◆ Exercise directions
From the entries below, return exactly the lines beginning at the one that contains "Find fishing boat with red hull here." and ending at the one that contains "Find boat cabin window here.", both of them included, and only those lines.
[[ Data for this exercise, beginning ]]
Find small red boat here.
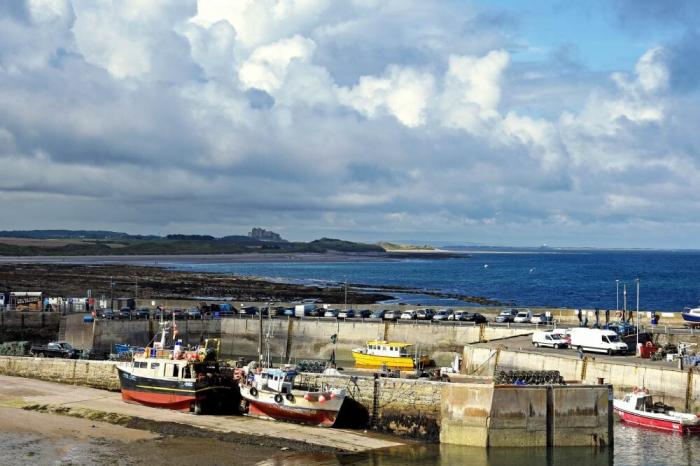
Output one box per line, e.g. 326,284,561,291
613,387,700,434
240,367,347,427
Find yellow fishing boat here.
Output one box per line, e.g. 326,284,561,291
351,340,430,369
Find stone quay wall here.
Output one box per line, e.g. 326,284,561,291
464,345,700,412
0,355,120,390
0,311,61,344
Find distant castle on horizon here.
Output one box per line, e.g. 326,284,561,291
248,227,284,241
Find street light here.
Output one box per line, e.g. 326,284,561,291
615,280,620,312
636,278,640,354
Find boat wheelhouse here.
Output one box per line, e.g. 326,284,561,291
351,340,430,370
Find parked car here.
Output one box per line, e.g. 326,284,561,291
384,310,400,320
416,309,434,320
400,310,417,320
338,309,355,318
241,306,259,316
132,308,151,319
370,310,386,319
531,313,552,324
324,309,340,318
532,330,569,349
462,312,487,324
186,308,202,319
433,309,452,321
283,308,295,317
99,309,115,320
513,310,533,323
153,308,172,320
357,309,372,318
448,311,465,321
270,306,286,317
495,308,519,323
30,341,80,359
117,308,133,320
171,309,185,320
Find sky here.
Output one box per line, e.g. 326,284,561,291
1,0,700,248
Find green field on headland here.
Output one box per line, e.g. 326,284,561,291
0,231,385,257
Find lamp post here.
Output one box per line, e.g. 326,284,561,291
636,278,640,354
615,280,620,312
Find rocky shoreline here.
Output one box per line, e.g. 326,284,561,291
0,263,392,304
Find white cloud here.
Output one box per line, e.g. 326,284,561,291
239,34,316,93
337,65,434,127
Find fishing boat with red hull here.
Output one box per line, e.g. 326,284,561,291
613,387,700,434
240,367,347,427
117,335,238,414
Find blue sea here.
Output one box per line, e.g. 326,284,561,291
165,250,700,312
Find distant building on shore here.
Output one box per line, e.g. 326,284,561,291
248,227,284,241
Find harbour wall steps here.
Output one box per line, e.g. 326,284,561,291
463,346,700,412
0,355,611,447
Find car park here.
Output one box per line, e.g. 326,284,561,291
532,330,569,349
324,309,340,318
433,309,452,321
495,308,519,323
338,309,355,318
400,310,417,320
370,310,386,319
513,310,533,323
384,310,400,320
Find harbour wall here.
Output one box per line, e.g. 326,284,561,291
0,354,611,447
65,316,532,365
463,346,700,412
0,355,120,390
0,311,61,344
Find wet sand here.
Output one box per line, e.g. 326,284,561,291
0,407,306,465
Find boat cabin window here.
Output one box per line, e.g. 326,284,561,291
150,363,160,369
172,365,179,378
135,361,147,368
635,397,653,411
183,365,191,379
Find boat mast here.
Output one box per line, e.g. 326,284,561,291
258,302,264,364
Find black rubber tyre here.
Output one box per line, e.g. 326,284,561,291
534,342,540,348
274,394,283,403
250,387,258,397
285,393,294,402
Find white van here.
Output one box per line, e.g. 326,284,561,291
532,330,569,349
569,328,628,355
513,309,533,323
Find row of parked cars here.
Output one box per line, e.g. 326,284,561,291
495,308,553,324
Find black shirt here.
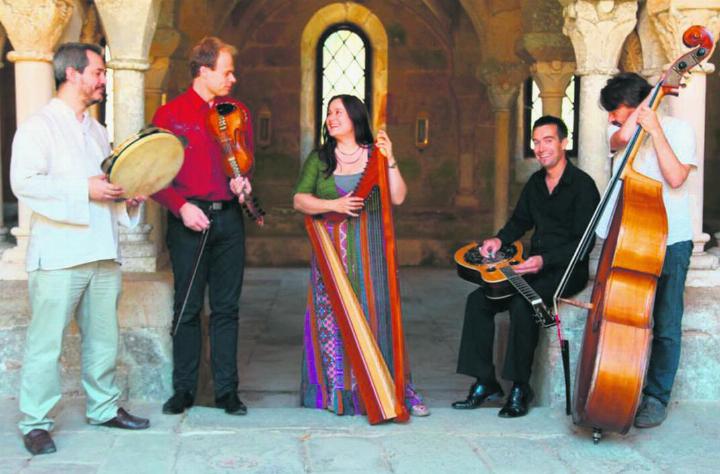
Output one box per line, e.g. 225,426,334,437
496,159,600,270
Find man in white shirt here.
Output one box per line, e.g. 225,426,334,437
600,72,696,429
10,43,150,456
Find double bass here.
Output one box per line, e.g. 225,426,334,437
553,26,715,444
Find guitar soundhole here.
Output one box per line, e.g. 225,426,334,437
[[ Data for this exercise, end ]]
◆ Reply
Find fishing boat with red hull here.
Output one box per line, e.g. 326,284,561,291
613,387,700,434
240,367,347,427
117,335,238,414
Find blue sea here.
Output one box per line, e.g. 326,284,561,291
165,250,700,312
Find distant building on shore here.
Output one box per line, e.g. 326,284,561,291
248,227,284,241
Find harbour wall steps here.
Output one box per line, e.g. 326,284,561,291
463,346,700,412
0,355,611,447
Find car park here.
Output one box per line, e.g. 326,284,561,291
532,330,569,349
324,309,340,318
433,309,452,321
495,308,519,323
338,309,355,318
400,310,417,320
370,310,386,319
513,310,533,323
384,310,400,320
Find harbour wall here.
Output one box per line, e.g. 326,284,561,291
0,354,611,447
65,316,532,365
463,346,700,412
0,355,120,390
0,311,61,344
Find wet sand here.
Output one box per line, e.g. 326,284,561,291
0,407,306,465
Find boat cabin window here.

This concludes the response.